**Exercise directions**. Restate all of the data precisely, omitting nothing.

Start of Block

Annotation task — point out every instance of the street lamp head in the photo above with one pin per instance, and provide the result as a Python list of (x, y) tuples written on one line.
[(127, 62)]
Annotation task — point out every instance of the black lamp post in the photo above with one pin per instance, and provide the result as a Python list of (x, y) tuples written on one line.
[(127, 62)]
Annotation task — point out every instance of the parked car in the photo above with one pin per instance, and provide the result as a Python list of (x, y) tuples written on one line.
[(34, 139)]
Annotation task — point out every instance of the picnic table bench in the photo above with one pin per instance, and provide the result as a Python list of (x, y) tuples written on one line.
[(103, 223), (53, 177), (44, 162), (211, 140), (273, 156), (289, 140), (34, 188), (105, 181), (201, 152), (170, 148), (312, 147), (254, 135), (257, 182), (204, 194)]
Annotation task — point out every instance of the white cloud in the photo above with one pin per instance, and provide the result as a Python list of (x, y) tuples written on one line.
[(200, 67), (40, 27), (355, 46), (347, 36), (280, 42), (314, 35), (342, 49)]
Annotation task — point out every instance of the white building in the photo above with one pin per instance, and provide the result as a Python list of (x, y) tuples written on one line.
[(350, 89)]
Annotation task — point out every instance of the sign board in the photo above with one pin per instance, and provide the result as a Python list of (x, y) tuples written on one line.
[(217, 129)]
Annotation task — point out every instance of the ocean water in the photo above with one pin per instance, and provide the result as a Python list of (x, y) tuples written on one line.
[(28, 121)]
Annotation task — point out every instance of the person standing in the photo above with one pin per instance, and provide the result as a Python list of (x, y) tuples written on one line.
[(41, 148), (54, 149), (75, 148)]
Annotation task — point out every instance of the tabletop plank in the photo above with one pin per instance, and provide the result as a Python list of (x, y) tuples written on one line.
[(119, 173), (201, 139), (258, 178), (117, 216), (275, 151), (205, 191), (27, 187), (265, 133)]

End of Block

**Your solution**.
Annotation task — point out every instance of the street lamp head in the photo above with one pin per instance, and provide the result as a Python list of (x, y) tuples written on one line.
[(127, 62)]
Annotation task — point out every instance of the black lamp post in the photo above with one pin per instance, and provide the result as a Python list of (x, y) tuples written on one line.
[(127, 62)]
Annotation task — point out every instance of the parked car in the photo above with one pin per instance, and provide the result as a Python list of (x, y) tuples written on one line.
[(34, 139)]
Annotation task — point out every instance of the picnic table bench in the photo above with one pin per instance, and provide the result as a Python list of (x, y) tuples written on one line.
[(103, 223), (53, 177), (44, 162), (211, 140), (273, 156), (289, 140), (34, 188), (105, 181), (201, 152), (170, 148), (312, 147), (254, 135), (257, 182), (204, 194)]
Annotation task — point out every instance of the white cloud in the photo above with one pin per instance, and provide the result as a Python list of (x, y) tuples written on one line.
[(200, 67), (40, 27), (355, 46), (347, 36), (280, 42), (314, 35), (342, 49)]
Annotation task — point out every instance of the white building in the photo above with one pin per instance, and provide the result as a Python list of (x, y) tuples written on one line.
[(350, 89)]
Annotation task — point out every instance of the sign board in the photo above with one pin per instance, and provide the result as a Python list of (x, y) tuples written on one line.
[(217, 129)]
Annotation task — point out every instance of the ocean water in the photo above with one pin per instance, and provide the result as a Python list of (x, y) tuples written on one line.
[(28, 121)]
Annotation task — point out every instance of the person standing in the photo above with one pin per instance, and provide the result as a Python list of (x, y) tuples written on one line.
[(41, 148), (54, 149), (75, 148)]
Annotation task — point out every instance of the tabletop plank in the photo above with one pin per instance, and provide the result as a Python list of (x, y) tuples written on one line.
[(119, 173), (201, 139), (258, 178), (117, 216), (275, 151), (205, 191), (27, 187), (265, 133)]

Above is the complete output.